## BEGIN Data to use
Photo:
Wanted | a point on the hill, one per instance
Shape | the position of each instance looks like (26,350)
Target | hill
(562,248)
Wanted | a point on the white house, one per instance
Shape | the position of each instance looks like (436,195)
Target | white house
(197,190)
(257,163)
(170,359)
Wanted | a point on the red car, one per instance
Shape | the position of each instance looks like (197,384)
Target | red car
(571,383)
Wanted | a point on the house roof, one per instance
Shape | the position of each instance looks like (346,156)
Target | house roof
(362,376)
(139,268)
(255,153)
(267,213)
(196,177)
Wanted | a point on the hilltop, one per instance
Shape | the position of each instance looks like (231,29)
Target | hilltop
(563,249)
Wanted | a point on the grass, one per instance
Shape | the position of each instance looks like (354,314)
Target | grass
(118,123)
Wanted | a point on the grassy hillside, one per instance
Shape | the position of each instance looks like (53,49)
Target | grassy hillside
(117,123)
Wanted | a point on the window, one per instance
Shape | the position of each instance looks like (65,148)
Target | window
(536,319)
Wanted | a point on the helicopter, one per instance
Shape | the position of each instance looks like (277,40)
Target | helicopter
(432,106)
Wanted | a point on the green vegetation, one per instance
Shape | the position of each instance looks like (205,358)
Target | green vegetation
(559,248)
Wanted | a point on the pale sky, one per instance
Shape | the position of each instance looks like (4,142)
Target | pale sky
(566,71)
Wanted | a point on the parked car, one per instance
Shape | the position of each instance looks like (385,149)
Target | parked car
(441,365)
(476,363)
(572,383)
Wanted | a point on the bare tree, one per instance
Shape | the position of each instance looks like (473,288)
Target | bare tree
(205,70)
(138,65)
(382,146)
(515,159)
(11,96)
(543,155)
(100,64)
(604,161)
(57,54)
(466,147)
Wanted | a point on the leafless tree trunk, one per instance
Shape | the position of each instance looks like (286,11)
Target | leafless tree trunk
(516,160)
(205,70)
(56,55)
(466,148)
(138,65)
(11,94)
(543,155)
## END Data to use
> [What is expected]
Take the lines from the one containing "Wanted | a point on the red" to the last line of the material above and write them out exactly.

> [The reply]
Wanted | a point on the red car, one per instance
Shape | the position of each instance looks like (197,384)
Target | red car
(571,383)
Wanted | a point on the house roof, one per instance
Shape | the position of each instance looks like (346,156)
Target | house roof
(362,376)
(139,268)
(255,153)
(267,213)
(196,177)
Wanted | a point on the hilltop, one per instance
Shape | the position of each instance looks like (231,29)
Target | hilltop
(563,249)
Wanted | a point on the grass, one per instance
Shape | the position of each instance looks like (354,314)
Target | grass
(118,123)
Wanted | a point on the grassy hillside, one per instance
Shape | the position of each instance looks like (53,49)
Target | grassy hillside
(117,123)
Wanted | a point on the window, one per instance
Shape | the position of each instance looks like (65,148)
Target | window
(536,319)
Wanted | a point on the helicopter, one per instance
Shape | the position of each instance looks like (277,40)
Target | helicopter
(432,106)
Wanted | a point on the green vegetation, one per instance
Shape | the position of each instance looks like (205,358)
Target | green vegetation
(559,248)
Wanted | a point on the pale sky, one per instance
Shape | the position of each instance looks like (4,142)
Target | pale sky
(566,71)
Wanted | a point on the parked car, one per instance
Shape | the position of each instance looks like (385,149)
Target | parked car
(441,365)
(476,363)
(572,383)
Wanted | a point on the bare tree, one per instance
Shape | the position of each instance looks like (473,288)
Target | bare tree
(205,70)
(138,65)
(382,146)
(515,159)
(11,96)
(543,155)
(100,64)
(604,161)
(57,54)
(466,147)
Wanted | a point on the leafless tree trunk, one per instance
Shape | the position of each instance looks like (286,11)
Target | leafless tree trunk
(516,160)
(205,70)
(56,55)
(466,148)
(138,65)
(11,94)
(543,155)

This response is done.